### Record extracts
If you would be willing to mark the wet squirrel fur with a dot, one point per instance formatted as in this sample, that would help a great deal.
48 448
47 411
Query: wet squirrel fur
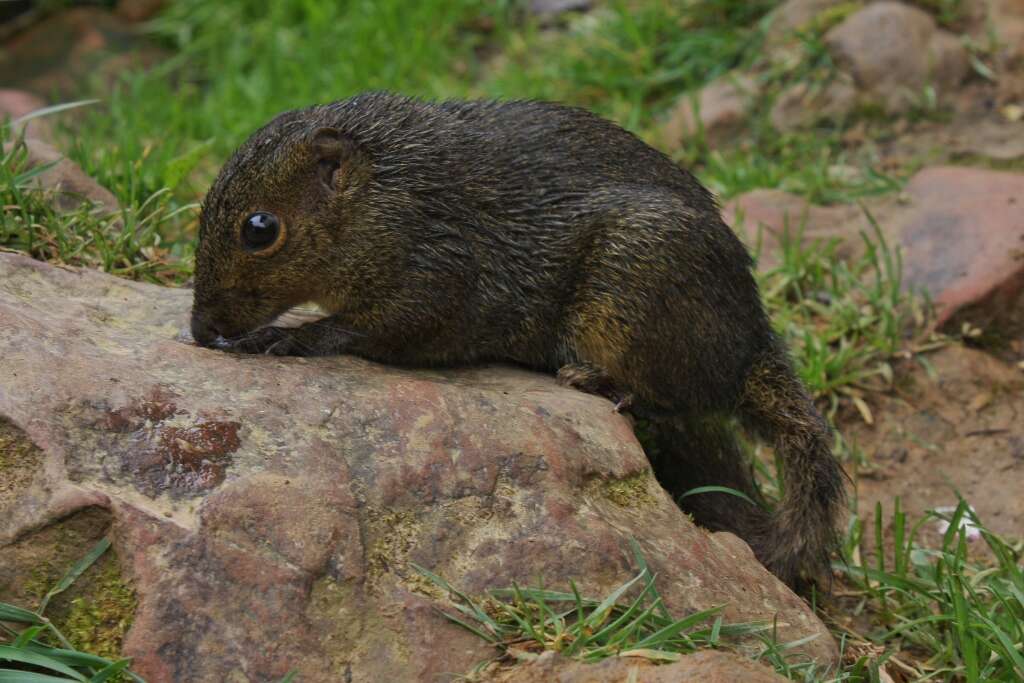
448 233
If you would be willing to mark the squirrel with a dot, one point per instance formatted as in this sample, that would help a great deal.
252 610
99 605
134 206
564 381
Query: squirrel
456 232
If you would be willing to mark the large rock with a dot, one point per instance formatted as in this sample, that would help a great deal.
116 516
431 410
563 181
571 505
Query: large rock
963 240
765 219
952 430
267 510
894 50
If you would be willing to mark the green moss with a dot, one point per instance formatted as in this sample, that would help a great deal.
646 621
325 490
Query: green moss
392 535
630 493
97 617
17 454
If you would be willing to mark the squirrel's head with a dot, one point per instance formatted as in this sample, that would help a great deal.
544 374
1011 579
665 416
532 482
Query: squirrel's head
270 217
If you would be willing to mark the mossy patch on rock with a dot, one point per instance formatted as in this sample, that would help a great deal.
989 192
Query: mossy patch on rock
631 492
96 611
19 460
98 615
391 535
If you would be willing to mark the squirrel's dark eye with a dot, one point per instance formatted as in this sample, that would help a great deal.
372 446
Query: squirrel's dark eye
260 230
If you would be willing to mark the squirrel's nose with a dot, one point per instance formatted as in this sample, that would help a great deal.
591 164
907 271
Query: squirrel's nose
204 332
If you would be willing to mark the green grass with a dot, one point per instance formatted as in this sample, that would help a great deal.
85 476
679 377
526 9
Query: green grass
127 243
934 613
632 621
158 138
949 613
41 653
845 321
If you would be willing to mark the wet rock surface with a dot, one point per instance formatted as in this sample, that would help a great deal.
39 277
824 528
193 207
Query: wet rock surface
252 497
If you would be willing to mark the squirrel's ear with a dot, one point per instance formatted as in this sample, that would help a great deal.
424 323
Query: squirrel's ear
338 158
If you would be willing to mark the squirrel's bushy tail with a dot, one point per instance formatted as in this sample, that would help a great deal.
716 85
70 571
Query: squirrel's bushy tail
794 541
801 532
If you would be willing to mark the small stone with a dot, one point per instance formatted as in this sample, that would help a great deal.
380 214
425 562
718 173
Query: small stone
67 179
16 103
765 216
719 111
894 50
138 10
804 103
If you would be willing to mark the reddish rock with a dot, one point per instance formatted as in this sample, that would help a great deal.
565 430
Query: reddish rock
706 667
67 180
894 50
963 240
953 429
330 476
16 103
718 112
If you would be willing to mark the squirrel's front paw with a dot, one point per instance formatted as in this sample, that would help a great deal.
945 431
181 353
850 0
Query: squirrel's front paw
272 341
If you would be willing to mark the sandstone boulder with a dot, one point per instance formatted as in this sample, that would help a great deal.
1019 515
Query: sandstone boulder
267 511
894 50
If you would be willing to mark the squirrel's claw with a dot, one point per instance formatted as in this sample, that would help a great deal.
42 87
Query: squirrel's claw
271 341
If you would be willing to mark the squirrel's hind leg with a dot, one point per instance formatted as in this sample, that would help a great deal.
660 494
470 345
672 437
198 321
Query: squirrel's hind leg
591 379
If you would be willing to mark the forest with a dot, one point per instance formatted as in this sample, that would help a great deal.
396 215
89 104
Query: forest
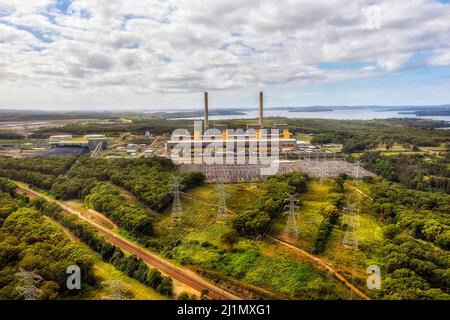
######
**Description of the task**: Copy out every one of the records above line for line, leaving out the pictures.

**Problem solution**:
If you would be willing to mark the wet squirrel fur with a dot, one point per instance formatted as in this sample, that would help a great deal.
48 448
47 411
Query: wet squirrel fur
448 233
If you would be willing to mark the squirrel with a dot, one point per instance formatted as in this sample, that would help a great deal.
252 610
99 605
134 206
564 381
Query: squirrel
456 232
If you would be willing to mark the large rock with a dot, one point per instance formatted as in this sample, that would help a great deal.
116 516
431 410
563 181
571 505
Query: large rock
963 240
765 219
952 430
267 510
894 50
If you would be willing to mark the green moss with a dot, one point per instance formatted as in this sample, that would help a great deal.
646 621
325 490
Query: green moss
392 535
630 493
97 617
17 454
If you would be willing to mark the squirrel's head with a dot, one point per instance formatted as in this sample, that would help a great deal.
544 374
1011 579
665 416
532 482
Query: squirrel's head
270 217
If you would be willing to mark the mossy patch on rock with a dot, one point per instance formatted as in this sample, that would help a great deal.
989 192
Query: mossy patch on rock
631 492
96 611
19 460
98 615
391 535
If you would be willing to mark the squirrel's dark eye with a dot, one point per instance formatted as in this sample, that would help a great deal.
372 446
Query: squirrel's dark eye
260 230
If you would be willing to mark the squirrel's nose with a dot, one point per instance formatted as in this sample, that would help a great deal.
591 164
907 271
Query: squirrel's nose
204 332
If you would be willing to mark the green grass with a dot, one point per instance formatted as in this sample, that would help a great deal.
85 476
679 377
526 9
Query: green grass
127 243
934 613
632 621
158 138
949 613
41 653
845 321
If you would be willing to mark the wet rock surface with a dot, one point per instance formatted as in this sample, that would help a great deal.
39 277
824 528
193 207
Query: wet rock surface
252 497
If you would be willing to mark the squirrel's ear with a dot, one point per instance formatted as in this sample, that would help a great deal.
424 323
Query: squirrel's ear
338 158
If you would be willing to mark the squirrel's bushy tail with a dot, one point per instance formatted as in this sample, that would help a great deal.
716 85
70 571
Query: squirrel's bushy tail
794 541
801 532
If you would be willing to mark the small stone with a dot, one point per instance formatted as in this sample, that would help a great deal.
380 214
425 562
718 173
Query: small stone
67 179
16 103
765 216
719 111
894 50
138 10
804 103
If you would be willing to mark the reddish rock with a dot, one point per instance formatted as in this sample, that would help a great deal.
565 430
Query: reddish rock
706 667
67 180
894 50
963 240
953 429
330 476
16 103
718 112
If you would be willing to mark the squirrel's front paw with a dot, one point per instance formatted as in this sample, that would help a great deal.
945 431
181 353
850 0
Query: squirrel's front paw
272 341
If you would be willing to mark the sandstone boulder with a dot, one point per instance formatted as in this sample, that would help a great deal.
1019 515
Query: sandstone boulder
267 511
894 50
If you would be willing to mark the squirrel's claw with a dot, one point per instance formatted as in this sample, that would help a great deal.
42 87
Query: squirrel's claw
271 341
If you would be willing to mark the squirrel's hind leg with a dot, one point per instance formatted as in this sample, that would help a great deal.
660 494
470 345
672 437
198 321
Query: squirrel's hind leg
591 379
If you would be willing to mark the forest with a dot, one point per instance formatted as in this sample, that would help a great deal.
396 215
89 104
Query: forest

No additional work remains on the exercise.